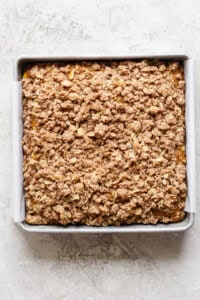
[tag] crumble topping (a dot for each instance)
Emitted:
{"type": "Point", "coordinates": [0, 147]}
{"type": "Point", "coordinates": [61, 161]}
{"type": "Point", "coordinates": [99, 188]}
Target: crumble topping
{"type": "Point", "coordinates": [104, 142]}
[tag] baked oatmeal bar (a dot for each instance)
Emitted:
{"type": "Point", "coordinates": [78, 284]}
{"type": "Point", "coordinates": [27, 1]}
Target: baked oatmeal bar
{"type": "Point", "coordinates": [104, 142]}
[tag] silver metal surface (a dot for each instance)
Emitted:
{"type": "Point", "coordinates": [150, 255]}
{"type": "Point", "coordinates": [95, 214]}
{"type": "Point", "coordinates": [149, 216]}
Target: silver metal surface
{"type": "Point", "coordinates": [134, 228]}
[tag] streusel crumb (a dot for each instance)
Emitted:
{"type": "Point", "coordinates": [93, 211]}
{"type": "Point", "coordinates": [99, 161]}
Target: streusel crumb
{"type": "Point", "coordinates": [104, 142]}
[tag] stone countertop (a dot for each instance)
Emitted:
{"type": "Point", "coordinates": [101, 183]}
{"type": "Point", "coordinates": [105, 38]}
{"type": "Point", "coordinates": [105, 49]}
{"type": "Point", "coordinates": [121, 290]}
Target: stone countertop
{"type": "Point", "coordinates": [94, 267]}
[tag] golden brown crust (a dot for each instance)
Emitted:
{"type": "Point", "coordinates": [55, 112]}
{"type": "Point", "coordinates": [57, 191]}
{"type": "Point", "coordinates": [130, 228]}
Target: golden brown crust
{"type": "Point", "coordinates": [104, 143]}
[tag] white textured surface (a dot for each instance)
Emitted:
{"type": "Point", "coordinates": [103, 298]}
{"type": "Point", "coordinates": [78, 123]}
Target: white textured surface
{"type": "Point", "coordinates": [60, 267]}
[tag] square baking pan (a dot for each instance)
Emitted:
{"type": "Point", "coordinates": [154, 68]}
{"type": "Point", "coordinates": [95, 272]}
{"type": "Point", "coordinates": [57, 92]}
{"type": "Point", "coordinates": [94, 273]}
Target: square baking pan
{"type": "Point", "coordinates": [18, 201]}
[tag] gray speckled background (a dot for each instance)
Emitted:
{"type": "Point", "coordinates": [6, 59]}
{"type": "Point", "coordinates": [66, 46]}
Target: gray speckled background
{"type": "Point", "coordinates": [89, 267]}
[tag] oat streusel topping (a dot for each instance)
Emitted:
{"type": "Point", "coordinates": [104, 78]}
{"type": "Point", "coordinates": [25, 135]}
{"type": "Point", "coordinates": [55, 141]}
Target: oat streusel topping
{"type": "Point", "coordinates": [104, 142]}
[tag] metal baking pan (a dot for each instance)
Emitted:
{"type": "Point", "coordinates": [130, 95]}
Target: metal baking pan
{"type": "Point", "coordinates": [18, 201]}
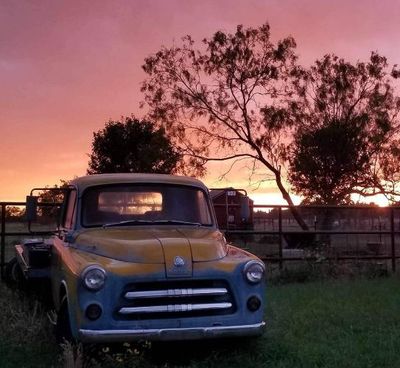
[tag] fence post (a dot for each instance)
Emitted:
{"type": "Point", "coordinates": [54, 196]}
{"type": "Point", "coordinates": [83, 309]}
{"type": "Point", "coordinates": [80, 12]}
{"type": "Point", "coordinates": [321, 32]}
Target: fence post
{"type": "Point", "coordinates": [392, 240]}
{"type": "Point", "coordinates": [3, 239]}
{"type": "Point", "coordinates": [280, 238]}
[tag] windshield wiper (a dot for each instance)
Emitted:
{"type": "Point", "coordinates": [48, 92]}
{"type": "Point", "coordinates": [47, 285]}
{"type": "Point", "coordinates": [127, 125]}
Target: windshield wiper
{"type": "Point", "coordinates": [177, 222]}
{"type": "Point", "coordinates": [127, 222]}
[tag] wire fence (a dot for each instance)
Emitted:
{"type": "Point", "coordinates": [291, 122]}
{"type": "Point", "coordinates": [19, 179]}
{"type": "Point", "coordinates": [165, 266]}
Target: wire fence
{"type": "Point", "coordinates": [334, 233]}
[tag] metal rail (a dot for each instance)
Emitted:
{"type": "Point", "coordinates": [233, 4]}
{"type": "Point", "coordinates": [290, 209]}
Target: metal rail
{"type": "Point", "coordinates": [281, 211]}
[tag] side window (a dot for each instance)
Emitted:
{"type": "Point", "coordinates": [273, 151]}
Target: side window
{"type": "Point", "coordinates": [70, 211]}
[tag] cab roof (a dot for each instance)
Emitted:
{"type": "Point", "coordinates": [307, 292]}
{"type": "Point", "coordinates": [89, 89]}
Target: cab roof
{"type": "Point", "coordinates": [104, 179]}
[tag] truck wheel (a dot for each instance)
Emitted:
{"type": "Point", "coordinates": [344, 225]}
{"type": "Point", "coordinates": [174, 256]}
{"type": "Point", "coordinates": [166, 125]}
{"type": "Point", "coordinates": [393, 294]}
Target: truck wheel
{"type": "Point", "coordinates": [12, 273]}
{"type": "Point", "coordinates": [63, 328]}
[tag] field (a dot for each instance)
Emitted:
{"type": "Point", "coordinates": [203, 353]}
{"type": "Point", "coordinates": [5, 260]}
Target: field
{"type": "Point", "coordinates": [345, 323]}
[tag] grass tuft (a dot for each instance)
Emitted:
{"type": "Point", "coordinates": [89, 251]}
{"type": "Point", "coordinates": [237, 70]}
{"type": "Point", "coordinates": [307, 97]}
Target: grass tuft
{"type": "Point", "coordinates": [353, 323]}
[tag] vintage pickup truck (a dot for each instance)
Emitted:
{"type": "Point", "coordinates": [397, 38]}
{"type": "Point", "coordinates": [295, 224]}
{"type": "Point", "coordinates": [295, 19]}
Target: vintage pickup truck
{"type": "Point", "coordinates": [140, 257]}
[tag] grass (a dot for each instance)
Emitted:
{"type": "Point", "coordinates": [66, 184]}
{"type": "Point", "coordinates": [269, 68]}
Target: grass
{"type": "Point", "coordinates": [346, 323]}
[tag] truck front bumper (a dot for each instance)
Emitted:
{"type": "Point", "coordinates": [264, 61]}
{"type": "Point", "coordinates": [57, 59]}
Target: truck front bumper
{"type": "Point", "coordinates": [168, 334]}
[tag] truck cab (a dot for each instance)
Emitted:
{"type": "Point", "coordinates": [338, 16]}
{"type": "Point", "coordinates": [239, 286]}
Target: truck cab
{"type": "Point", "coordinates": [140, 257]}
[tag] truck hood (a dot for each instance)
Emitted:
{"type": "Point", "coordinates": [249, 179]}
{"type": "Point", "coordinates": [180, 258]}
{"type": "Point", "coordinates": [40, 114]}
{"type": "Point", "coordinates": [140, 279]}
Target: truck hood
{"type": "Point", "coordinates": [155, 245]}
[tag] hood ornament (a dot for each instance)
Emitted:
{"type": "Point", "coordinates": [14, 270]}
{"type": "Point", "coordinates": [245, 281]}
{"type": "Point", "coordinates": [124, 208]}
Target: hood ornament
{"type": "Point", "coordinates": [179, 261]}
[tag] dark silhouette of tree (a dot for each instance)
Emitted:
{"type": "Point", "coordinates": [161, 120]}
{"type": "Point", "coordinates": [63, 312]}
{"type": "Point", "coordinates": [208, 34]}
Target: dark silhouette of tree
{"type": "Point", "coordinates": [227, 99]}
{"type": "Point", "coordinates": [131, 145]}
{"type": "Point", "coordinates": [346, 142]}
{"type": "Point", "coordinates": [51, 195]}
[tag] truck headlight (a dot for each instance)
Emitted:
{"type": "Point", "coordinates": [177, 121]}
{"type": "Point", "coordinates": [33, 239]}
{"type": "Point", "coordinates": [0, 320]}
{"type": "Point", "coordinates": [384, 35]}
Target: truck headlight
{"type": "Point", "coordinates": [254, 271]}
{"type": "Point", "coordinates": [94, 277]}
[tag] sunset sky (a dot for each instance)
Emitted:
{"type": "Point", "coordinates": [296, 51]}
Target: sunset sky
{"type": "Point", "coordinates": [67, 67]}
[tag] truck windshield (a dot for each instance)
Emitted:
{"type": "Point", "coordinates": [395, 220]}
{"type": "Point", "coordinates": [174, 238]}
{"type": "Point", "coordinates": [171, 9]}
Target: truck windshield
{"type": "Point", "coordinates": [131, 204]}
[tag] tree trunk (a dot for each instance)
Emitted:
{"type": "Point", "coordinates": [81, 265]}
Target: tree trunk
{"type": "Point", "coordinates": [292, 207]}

——————

**WHAT NEEDS TO BE DONE:** Set down again, word for word, the stretch of records from the line with "Target: crumble topping" to the line with "[tag] silver metal", both of those lines included.

**WRITTEN RESPONSE:**
Target: crumble topping
{"type": "Point", "coordinates": [104, 142]}
[tag] baked oatmeal bar (a dot for each instance)
Emitted:
{"type": "Point", "coordinates": [78, 284]}
{"type": "Point", "coordinates": [27, 1]}
Target: baked oatmeal bar
{"type": "Point", "coordinates": [104, 142]}
[tag] silver metal surface (a dot for each instance)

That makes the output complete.